— Begin SUPPLIED DATA —

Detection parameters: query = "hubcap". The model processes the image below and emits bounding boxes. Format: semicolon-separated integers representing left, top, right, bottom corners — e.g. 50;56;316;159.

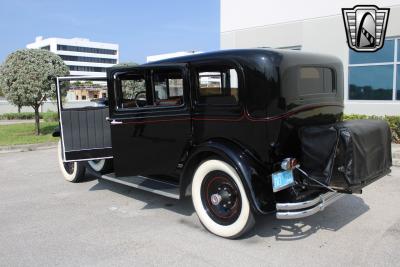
63;162;75;174
201;171;242;225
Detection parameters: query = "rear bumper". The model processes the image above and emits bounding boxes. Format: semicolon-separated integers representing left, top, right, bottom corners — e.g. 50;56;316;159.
276;192;344;219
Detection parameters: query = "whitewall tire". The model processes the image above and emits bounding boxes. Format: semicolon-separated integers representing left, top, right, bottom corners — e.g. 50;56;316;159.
57;141;85;183
192;159;254;238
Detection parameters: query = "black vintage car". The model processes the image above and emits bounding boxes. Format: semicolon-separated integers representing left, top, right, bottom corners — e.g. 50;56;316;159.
56;49;391;238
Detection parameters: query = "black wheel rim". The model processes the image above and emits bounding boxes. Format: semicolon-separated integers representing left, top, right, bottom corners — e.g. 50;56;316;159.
201;171;242;225
63;162;75;174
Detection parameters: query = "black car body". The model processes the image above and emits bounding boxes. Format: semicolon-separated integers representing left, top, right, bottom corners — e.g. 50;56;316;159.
54;49;391;237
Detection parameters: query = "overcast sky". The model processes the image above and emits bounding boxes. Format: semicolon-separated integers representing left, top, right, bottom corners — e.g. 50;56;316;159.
0;0;220;63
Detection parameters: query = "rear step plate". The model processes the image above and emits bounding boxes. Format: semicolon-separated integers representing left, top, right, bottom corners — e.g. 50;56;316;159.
101;173;180;199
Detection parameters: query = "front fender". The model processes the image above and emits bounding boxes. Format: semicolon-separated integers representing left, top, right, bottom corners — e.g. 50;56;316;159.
181;139;275;214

— End SUPPLIED DATA —

- [REQUIRED WORK]
Present every line of the listing above as a numbered list, skipping blank lines and leaving out the pictures.

- [REPLY]
1. Detection parameters: query = "hubcap". The model processes the image below and emits bounding boxes. Format: semicolon-separated integers representing left, top, right, bottom corners — e.g. 50;56;316;159.
2. 63;162;75;174
3. 201;171;242;225
4. Detection parameters: query = "rear bumper". The model processes the image above and emits bounding boxes. Format: semicolon-separated integers representing left, top, right, bottom corners — e.g. 50;56;316;159.
5. 276;192;344;219
6. Detection parameters: query = "whitewall tire". The model processes the image above and emits bounding boxes. Format: semicolon-separated integers representing left, top, right, bottom corners — e.g. 50;56;316;159.
7. 57;141;85;183
8. 192;159;254;238
9. Detection parameters: query = "black vintage car". The model processes the image above and emits bounding boxes. Format: semicolon-separated integers representing left, top, right, bottom corners — e.g. 50;56;316;159.
10. 56;49;391;238
11. Detection parameters: query = "black wheel rim". The model processes the image above and emits bounding boxes. Format: semicolon-separated integers representing left, top, right, bottom corners — e.g. 50;56;316;159.
12. 201;171;242;225
13. 63;162;75;174
14. Detection parameters: query = "black car body". The model processes the image above and emits bounding boxes. Format: semicolon-separated integers representing left, top, right, bottom corners — e.g. 50;56;316;159.
15. 54;49;391;237
16. Detection parameters: query = "overcast sky". The model processes the image above and emits bounding boxes. Format: semicolon-separated integers representing left, top, right, bottom corners — e.g. 50;56;316;159.
17. 0;0;220;63
18. Detection parameters: query = "rear step plate". The model processes the image above and emits bounding boxes. Format: semicolon-separated integers representing left, top, right, bottom corners — e.g. 50;56;316;159.
19. 101;173;180;199
20. Detection parameters: query = "front fender". The model processes the image above and emits bounding boxes. Format: semicolon-separated integers representing left, top, right, bottom corners — e.g. 50;56;316;159.
21. 181;139;275;214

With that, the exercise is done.